Recorded data
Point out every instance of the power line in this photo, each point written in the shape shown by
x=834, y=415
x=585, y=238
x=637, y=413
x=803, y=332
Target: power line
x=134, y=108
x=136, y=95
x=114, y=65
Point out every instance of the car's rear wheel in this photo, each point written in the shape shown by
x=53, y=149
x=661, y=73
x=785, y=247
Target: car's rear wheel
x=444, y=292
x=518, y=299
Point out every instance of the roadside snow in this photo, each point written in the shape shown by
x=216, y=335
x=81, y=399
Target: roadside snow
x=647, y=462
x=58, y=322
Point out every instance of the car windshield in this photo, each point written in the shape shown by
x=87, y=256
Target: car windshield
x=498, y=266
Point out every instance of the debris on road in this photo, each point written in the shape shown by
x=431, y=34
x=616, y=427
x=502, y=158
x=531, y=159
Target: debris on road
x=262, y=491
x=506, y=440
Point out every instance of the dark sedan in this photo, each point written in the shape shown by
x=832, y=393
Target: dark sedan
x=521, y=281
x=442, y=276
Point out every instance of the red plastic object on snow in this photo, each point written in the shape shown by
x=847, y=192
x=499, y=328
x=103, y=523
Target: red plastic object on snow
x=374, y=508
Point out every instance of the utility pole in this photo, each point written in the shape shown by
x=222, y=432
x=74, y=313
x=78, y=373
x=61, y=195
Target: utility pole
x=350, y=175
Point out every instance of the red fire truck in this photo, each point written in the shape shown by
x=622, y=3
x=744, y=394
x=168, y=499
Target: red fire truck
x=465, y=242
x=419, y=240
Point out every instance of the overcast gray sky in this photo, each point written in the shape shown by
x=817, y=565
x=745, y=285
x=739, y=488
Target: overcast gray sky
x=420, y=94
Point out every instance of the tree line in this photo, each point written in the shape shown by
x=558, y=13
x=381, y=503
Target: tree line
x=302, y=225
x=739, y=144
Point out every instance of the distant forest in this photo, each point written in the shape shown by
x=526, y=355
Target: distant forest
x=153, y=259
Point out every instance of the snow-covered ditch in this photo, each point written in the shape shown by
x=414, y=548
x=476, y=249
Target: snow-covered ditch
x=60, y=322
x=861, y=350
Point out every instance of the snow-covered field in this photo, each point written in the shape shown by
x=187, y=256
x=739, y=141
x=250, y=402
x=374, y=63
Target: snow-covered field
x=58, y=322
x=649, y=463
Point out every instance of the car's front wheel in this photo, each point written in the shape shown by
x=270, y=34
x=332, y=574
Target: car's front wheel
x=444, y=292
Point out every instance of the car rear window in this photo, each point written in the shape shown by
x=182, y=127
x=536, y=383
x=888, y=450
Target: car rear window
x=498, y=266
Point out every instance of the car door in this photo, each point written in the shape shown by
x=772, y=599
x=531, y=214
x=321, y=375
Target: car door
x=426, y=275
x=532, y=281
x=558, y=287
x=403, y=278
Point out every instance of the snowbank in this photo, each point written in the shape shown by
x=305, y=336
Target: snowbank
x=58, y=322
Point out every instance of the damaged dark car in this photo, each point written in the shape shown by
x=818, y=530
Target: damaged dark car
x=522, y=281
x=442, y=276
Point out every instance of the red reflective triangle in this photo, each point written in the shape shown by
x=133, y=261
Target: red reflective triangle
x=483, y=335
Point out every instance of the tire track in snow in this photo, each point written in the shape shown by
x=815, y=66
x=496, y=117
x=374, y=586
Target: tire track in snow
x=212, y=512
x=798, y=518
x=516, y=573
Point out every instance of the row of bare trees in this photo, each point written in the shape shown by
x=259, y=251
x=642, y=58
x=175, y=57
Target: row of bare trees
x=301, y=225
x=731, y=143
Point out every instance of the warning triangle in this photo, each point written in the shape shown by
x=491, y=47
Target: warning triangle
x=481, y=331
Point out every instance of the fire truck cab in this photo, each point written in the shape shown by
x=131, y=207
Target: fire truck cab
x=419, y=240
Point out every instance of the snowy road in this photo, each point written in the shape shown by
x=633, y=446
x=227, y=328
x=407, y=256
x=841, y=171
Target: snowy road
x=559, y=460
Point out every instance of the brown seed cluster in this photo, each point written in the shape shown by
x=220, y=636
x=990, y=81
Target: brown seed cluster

§ **WHAT IS NEEDED**
Convert the entire listing above into a JSON array of strings, with one string per line and any blank lines omitted.

§ **ANSWER BELOW**
[
  "Point out every instance of the power line in this photo, each point written in the shape shown by",
  "x=834, y=415",
  "x=585, y=238",
  "x=637, y=413",
  "x=803, y=332",
  "Target: power line",
  "x=134, y=108",
  "x=136, y=95",
  "x=114, y=65",
  "Point out every instance of the car's rear wheel in this photo, each point written in the shape shown by",
  "x=53, y=149",
  "x=661, y=73",
  "x=785, y=247",
  "Target: car's rear wheel",
  "x=444, y=292",
  "x=518, y=299",
  "Point out every instance of the roadside snow in this photo, each point written in the shape shown by",
  "x=216, y=335",
  "x=81, y=399",
  "Target: roadside snow",
  "x=647, y=462",
  "x=58, y=322",
  "Point out every instance of the car windshield in this photo, each point written in the shape shown by",
  "x=87, y=256",
  "Target: car windshield",
  "x=498, y=266",
  "Point out every instance of the debris on road in this photo, each point written in the shape shown by",
  "x=431, y=34",
  "x=616, y=427",
  "x=502, y=158",
  "x=531, y=159",
  "Target: debris on road",
  "x=262, y=491",
  "x=506, y=440",
  "Point out every instance of the dark sedan in this photo, each point written in the shape shown by",
  "x=832, y=393",
  "Target: dark sedan",
  "x=521, y=281",
  "x=442, y=276",
  "Point out every instance of the red plastic object on snow in this photo, each point written in the shape shown by",
  "x=847, y=192",
  "x=499, y=328",
  "x=103, y=523",
  "Target: red plastic object on snow",
  "x=374, y=508",
  "Point out every instance of the utility pole in this photo, each point written in the shape shown by",
  "x=222, y=432",
  "x=74, y=313",
  "x=78, y=373",
  "x=61, y=195",
  "Target: utility pole",
  "x=350, y=175",
  "Point out every instance of the red fire truck in this photo, each point written in the shape shown by",
  "x=622, y=3",
  "x=744, y=394",
  "x=168, y=499",
  "Target: red fire truck",
  "x=465, y=242",
  "x=419, y=240",
  "Point out every instance of the overcast gray sky in this photo, each point written in the shape shown by",
  "x=817, y=565",
  "x=745, y=285",
  "x=739, y=488",
  "Target: overcast gray sky",
  "x=420, y=94",
  "Point out every instance of the tree line in this photo, each point written in the shape shown by",
  "x=558, y=13",
  "x=381, y=503",
  "Target: tree line",
  "x=302, y=225",
  "x=739, y=144",
  "Point out every instance of the distant forest in this photo, each point written in the shape shown by",
  "x=526, y=355",
  "Target: distant forest",
  "x=153, y=259",
  "Point out every instance of the snow-covered ditch in this photo, each point written in the shape shown by",
  "x=414, y=548",
  "x=476, y=249",
  "Target: snow-covered ditch",
  "x=60, y=322",
  "x=861, y=350",
  "Point out every instance of the snow-covered field in this photo, each point written in the shape shown by",
  "x=187, y=256",
  "x=739, y=141",
  "x=250, y=402",
  "x=374, y=63",
  "Target: snow-covered field",
  "x=58, y=322",
  "x=649, y=463",
  "Point out every instance of the car's front wheel in this photo, each point written in the shape shown by",
  "x=270, y=34",
  "x=332, y=574",
  "Target: car's front wheel",
  "x=444, y=292",
  "Point out every instance of the car rear window in this photo, each point written in the shape shown by",
  "x=182, y=127",
  "x=536, y=383",
  "x=888, y=450",
  "Target: car rear window",
  "x=498, y=266",
  "Point out every instance of the car door in this photo, each point written in the shape shown by",
  "x=772, y=599",
  "x=531, y=214",
  "x=321, y=375",
  "Target: car door",
  "x=426, y=275",
  "x=532, y=281",
  "x=558, y=287",
  "x=403, y=278",
  "Point out every instance of the snowbank in this photo, each point written in the shape shown by",
  "x=305, y=336",
  "Target: snowbank",
  "x=58, y=322",
  "Point out every instance of the damaged dark car in this photo, each point written in the shape shown by",
  "x=818, y=530",
  "Target: damaged dark car",
  "x=522, y=281",
  "x=442, y=276",
  "Point out every instance of the red reflective triangle in this photo, each point written in the shape shown by",
  "x=133, y=261",
  "Target: red reflective triangle",
  "x=483, y=335",
  "Point out every instance of the tire track in snow in this photo, each point written in the shape shown by",
  "x=815, y=66",
  "x=496, y=117",
  "x=374, y=586",
  "Target: tire track in snow",
  "x=212, y=512",
  "x=798, y=518",
  "x=516, y=573",
  "Point out every instance of the row of bare trees in this photo, each point written in the shape shown by",
  "x=259, y=251",
  "x=642, y=58",
  "x=175, y=57",
  "Target: row of bare trees",
  "x=301, y=225",
  "x=731, y=143",
  "Point out every instance of the warning triangle in this photo, each point written in the shape shown by",
  "x=491, y=47",
  "Target: warning triangle",
  "x=481, y=331",
  "Point out every instance of the fire truck cab in this photo, each point written in the shape shown by",
  "x=131, y=207",
  "Target: fire truck cab",
  "x=419, y=240",
  "Point out every instance of the snowy road in this photo, each point written in the shape shown by",
  "x=633, y=446",
  "x=227, y=328",
  "x=407, y=256",
  "x=841, y=171",
  "Target: snowy road",
  "x=559, y=460",
  "Point out every instance of the brown seed cluster in this photo, each point written in the shape shown by",
  "x=220, y=636",
  "x=990, y=81",
  "Target: brown seed cluster"
]